• _Données extraites_

........

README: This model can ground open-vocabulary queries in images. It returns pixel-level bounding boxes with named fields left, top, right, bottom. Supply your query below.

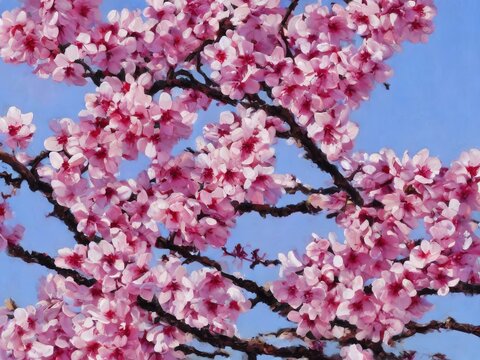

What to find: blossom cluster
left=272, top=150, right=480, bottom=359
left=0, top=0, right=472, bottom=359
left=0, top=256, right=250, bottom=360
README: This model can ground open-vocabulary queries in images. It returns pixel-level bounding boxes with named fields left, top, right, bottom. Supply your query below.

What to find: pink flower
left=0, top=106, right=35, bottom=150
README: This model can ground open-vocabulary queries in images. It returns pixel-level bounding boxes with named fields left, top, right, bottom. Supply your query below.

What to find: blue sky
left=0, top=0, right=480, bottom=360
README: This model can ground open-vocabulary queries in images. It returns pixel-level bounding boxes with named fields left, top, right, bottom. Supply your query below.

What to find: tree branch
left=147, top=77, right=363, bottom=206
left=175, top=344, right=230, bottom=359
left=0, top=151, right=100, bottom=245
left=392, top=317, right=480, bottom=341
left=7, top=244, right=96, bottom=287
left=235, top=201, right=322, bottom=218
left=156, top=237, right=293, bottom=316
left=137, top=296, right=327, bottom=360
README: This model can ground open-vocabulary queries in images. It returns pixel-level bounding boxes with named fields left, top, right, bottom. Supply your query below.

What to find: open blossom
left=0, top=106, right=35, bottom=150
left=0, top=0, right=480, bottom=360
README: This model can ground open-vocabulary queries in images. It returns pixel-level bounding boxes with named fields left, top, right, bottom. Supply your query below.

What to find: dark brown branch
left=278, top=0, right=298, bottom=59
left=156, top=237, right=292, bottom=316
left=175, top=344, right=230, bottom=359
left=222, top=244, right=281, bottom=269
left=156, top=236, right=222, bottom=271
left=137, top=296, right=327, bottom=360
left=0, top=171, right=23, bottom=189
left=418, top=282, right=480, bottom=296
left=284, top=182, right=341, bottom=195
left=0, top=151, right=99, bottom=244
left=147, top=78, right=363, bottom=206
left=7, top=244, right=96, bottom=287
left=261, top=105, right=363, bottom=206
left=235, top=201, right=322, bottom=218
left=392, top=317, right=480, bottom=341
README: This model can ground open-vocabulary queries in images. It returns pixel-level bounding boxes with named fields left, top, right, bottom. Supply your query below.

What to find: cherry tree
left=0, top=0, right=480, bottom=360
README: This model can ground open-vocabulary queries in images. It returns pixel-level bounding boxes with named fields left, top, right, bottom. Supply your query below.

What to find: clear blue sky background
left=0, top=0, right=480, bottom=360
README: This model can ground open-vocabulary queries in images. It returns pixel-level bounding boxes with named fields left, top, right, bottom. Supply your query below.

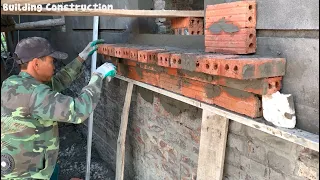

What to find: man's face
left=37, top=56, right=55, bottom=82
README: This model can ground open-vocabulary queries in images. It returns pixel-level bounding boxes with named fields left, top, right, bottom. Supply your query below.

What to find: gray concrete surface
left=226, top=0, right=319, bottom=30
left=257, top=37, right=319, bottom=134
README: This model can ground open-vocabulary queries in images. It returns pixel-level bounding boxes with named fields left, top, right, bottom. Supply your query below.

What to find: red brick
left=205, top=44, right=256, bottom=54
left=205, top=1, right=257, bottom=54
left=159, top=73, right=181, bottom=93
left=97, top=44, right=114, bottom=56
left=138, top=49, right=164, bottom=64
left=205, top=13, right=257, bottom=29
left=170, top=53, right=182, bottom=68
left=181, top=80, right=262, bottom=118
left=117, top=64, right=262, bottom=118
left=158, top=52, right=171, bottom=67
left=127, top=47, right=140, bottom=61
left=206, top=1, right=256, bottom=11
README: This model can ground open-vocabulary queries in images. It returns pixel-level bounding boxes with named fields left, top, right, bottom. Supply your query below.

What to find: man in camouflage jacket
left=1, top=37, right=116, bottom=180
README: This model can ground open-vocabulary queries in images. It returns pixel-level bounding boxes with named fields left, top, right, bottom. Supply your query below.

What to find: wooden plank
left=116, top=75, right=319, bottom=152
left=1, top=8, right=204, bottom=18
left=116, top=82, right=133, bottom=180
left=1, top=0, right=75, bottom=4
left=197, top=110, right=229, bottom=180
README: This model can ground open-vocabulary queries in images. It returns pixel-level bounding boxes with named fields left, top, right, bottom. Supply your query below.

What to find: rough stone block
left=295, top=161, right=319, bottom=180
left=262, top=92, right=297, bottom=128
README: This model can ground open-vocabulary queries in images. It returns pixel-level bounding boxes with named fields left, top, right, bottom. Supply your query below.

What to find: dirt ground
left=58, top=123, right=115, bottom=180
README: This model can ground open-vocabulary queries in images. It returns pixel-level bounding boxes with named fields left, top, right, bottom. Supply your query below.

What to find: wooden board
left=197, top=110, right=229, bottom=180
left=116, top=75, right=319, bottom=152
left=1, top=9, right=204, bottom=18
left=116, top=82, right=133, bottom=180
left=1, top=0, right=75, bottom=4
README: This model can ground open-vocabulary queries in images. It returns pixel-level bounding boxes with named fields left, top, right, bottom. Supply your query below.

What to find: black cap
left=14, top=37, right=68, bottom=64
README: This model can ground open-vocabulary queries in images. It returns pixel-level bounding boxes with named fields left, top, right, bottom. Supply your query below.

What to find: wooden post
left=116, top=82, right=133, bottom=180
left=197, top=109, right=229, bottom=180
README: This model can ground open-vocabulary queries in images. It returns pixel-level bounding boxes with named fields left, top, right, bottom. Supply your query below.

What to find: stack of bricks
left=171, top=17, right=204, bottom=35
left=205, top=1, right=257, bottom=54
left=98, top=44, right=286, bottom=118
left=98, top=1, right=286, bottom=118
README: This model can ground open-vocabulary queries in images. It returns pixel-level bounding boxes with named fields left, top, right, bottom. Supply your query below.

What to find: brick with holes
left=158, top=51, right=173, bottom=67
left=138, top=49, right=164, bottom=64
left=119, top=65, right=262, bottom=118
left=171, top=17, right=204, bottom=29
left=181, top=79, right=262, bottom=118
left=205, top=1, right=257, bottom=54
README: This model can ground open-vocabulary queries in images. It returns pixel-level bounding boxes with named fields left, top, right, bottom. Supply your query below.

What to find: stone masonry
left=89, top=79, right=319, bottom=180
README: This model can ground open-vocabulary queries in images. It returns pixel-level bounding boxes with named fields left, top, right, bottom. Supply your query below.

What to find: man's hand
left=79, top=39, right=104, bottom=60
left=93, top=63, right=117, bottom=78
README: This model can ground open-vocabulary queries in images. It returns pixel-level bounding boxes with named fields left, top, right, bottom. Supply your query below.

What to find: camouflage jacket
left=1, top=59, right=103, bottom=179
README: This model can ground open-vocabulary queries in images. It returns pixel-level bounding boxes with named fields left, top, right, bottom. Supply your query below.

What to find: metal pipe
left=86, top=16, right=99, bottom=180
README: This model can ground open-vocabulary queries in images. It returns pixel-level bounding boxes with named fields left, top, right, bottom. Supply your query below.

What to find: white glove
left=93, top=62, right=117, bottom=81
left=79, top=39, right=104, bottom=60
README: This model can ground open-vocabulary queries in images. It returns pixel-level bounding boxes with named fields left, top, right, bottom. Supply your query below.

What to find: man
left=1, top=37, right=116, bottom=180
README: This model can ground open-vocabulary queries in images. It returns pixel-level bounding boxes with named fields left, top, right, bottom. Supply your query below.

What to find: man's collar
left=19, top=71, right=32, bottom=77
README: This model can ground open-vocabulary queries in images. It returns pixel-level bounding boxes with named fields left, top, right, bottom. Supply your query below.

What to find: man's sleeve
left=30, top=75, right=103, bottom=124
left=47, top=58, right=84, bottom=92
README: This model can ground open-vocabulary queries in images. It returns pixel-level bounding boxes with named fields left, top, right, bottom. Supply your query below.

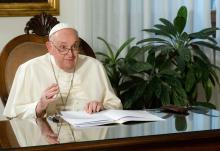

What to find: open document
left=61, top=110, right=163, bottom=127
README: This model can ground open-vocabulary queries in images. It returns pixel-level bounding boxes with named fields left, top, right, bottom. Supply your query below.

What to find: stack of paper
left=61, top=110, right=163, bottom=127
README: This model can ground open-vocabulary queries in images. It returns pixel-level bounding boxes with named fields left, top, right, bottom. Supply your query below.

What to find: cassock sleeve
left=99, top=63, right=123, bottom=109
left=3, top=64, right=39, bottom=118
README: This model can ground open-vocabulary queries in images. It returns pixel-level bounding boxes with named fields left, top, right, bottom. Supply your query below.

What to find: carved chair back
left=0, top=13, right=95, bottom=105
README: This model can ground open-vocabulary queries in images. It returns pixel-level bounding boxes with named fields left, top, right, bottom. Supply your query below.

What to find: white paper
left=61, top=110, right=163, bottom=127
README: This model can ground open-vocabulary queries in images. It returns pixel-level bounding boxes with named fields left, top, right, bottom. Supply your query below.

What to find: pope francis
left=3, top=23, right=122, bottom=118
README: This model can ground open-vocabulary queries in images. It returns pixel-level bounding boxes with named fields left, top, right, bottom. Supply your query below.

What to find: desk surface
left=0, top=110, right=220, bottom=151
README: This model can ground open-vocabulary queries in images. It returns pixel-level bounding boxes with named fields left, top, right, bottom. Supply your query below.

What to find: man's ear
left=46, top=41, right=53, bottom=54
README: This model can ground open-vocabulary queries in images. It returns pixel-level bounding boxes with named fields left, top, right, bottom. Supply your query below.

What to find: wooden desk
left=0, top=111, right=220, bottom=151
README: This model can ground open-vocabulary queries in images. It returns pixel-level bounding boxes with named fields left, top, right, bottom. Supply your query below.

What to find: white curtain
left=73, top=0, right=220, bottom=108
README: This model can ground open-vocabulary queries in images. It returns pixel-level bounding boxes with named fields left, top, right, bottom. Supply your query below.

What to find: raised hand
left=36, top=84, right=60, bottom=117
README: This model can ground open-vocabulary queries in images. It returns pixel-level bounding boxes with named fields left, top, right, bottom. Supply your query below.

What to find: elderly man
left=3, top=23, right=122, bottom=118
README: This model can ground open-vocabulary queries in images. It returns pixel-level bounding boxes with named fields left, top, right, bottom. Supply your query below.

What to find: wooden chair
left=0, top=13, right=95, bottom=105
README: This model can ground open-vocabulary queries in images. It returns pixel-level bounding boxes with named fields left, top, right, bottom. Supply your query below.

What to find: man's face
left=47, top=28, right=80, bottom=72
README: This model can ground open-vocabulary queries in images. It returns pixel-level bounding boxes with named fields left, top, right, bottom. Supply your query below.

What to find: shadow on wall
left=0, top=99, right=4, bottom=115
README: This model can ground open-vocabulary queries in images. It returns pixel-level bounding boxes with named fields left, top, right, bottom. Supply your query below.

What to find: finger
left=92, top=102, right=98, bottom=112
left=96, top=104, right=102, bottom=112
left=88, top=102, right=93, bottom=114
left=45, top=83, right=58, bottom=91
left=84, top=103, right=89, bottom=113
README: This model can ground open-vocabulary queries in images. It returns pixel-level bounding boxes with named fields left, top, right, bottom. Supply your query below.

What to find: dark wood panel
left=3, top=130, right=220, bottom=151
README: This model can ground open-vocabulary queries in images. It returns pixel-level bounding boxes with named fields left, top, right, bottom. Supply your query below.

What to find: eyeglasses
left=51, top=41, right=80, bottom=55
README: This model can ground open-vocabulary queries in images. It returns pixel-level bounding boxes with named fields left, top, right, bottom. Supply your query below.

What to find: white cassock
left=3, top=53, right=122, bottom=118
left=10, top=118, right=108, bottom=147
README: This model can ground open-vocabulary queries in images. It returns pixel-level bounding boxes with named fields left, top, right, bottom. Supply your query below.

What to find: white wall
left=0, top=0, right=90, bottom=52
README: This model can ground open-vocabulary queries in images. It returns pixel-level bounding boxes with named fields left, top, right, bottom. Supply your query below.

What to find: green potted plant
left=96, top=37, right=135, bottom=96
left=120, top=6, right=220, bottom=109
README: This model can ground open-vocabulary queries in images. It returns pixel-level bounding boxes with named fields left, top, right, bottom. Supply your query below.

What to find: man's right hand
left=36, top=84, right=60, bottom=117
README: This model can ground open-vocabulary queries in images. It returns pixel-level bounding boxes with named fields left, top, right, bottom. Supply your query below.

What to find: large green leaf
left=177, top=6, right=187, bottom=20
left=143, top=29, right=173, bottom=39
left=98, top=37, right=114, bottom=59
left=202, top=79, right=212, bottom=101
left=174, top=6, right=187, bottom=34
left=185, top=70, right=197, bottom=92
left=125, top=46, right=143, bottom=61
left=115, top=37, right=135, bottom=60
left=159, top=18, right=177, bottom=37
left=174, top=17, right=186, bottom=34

........

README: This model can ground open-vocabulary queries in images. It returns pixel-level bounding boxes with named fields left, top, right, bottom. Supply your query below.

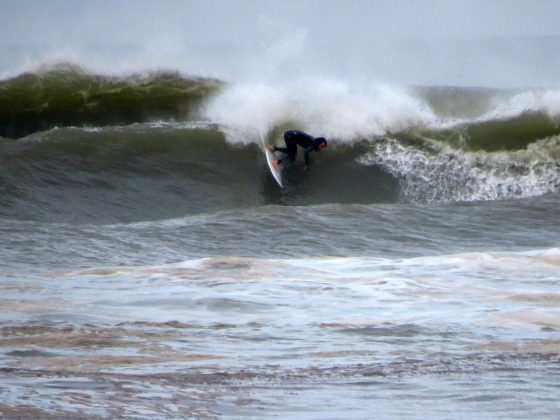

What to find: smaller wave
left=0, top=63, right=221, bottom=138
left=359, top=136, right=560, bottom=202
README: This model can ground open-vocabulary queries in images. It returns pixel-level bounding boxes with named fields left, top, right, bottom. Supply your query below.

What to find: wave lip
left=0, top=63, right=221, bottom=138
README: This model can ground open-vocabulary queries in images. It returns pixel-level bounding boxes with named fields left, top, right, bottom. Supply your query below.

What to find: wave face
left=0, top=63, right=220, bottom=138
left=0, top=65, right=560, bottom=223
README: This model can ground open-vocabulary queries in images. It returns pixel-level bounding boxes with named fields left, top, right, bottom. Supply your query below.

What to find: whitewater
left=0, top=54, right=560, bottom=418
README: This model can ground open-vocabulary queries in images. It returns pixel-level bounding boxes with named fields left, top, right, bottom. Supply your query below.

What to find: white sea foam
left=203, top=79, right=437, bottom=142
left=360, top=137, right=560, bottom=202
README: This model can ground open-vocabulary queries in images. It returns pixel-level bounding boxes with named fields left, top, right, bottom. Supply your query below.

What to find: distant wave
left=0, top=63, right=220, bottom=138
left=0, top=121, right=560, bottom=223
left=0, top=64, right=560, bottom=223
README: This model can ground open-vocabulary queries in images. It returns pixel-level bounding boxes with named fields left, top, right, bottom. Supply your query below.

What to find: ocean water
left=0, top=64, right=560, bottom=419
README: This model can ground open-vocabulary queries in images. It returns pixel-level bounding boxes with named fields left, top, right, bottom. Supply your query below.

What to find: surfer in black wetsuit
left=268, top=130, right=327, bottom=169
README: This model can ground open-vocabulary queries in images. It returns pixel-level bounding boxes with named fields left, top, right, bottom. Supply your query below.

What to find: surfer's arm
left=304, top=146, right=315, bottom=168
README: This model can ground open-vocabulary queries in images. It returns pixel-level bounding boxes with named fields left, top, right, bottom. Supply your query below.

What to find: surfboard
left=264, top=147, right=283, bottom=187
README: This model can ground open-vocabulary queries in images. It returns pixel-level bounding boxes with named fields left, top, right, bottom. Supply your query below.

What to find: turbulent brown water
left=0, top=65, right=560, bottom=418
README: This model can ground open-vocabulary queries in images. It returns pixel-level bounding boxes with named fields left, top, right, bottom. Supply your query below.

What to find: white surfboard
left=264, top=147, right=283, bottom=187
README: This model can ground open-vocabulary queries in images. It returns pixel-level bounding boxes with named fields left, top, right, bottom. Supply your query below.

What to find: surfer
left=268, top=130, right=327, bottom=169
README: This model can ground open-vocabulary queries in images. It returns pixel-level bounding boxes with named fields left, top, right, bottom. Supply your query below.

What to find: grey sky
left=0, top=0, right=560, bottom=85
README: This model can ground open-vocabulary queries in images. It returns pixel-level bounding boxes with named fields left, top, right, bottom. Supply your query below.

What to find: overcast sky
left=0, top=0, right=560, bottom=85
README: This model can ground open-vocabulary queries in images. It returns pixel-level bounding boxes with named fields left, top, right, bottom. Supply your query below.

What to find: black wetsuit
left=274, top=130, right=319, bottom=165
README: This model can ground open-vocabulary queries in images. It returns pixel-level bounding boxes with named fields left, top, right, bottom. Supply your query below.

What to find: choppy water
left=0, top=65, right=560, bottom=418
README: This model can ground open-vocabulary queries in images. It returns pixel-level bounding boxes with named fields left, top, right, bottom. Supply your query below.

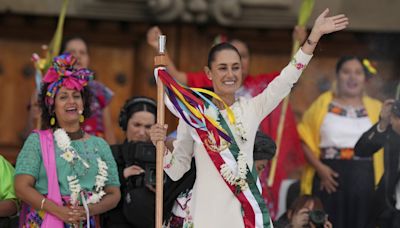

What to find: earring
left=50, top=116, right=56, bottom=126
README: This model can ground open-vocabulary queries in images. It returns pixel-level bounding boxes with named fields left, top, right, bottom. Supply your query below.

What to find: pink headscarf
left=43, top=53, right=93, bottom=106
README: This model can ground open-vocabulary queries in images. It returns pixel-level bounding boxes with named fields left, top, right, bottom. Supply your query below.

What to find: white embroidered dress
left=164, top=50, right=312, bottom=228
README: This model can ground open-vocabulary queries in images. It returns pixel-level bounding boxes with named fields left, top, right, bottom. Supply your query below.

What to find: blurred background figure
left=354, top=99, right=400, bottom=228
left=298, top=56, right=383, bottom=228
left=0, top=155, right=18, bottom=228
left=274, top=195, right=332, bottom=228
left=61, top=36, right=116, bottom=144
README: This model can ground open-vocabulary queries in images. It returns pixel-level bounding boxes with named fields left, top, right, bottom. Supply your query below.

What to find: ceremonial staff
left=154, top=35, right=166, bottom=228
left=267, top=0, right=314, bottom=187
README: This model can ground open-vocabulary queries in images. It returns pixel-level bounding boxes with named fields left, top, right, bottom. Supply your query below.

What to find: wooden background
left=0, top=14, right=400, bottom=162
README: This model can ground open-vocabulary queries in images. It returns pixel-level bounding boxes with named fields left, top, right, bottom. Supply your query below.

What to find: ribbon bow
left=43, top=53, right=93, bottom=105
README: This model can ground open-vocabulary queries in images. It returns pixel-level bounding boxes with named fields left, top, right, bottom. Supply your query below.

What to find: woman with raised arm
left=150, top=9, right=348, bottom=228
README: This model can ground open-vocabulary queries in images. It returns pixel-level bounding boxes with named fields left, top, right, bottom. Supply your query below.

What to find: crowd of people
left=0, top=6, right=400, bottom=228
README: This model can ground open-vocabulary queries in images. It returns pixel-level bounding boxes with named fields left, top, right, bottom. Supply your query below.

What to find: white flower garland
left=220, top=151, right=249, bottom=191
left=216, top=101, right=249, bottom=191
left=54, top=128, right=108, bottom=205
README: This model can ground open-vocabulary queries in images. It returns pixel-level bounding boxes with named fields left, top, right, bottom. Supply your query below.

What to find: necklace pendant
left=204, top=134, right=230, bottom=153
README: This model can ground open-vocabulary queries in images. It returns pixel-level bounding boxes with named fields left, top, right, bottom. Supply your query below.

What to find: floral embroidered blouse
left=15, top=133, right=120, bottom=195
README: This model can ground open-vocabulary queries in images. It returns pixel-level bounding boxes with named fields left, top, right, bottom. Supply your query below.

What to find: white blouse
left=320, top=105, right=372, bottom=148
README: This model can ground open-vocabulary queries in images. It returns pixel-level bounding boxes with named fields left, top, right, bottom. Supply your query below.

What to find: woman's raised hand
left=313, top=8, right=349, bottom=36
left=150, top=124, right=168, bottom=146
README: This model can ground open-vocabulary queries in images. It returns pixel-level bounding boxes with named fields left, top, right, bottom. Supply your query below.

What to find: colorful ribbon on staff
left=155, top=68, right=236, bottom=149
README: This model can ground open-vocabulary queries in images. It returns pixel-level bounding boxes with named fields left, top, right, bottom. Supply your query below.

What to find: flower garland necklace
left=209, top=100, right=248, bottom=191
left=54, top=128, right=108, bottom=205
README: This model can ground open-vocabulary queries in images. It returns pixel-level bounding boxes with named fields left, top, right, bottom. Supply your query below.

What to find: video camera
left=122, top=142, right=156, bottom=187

........

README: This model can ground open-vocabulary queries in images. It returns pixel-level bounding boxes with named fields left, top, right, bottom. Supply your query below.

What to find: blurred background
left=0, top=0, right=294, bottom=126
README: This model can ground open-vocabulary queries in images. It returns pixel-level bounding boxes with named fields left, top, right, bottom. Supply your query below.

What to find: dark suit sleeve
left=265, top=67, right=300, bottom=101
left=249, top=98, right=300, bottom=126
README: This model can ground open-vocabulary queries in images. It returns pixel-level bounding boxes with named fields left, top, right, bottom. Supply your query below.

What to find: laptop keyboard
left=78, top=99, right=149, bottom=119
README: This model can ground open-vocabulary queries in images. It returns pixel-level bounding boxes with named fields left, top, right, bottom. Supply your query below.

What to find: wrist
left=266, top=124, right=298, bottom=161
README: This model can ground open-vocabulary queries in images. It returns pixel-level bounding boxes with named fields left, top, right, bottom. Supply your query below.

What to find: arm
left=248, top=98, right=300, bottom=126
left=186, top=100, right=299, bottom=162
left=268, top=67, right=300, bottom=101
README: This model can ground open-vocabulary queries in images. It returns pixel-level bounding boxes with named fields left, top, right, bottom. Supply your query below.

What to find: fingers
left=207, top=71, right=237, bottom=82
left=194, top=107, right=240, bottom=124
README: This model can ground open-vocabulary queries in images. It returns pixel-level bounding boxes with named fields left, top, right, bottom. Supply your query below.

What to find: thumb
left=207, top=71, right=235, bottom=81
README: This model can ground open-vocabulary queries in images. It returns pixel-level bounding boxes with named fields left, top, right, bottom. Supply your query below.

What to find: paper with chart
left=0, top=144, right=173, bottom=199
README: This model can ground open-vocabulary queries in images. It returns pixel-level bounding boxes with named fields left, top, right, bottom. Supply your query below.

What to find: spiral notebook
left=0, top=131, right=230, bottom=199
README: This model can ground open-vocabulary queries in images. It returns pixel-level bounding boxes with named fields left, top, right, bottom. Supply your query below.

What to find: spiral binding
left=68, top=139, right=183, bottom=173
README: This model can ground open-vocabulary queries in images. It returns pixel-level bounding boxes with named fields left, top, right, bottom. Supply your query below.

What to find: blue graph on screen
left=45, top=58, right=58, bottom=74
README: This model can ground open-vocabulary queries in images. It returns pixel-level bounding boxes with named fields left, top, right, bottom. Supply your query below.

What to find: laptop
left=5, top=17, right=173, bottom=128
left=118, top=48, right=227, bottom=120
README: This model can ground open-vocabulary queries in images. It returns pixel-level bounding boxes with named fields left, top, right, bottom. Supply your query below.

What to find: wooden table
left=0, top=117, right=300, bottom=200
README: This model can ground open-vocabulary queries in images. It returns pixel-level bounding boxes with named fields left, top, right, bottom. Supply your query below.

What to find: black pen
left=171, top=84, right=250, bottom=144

........

• _Problème à résoudre_
Extrayez des entrées ci-dessus chaque ligne qui contient le mot « dark », en tenant compte de la casse.

• _Réponse complète_
What to find: dark brown branch
What to find: dark wood panel
What to find: dark suit sleeve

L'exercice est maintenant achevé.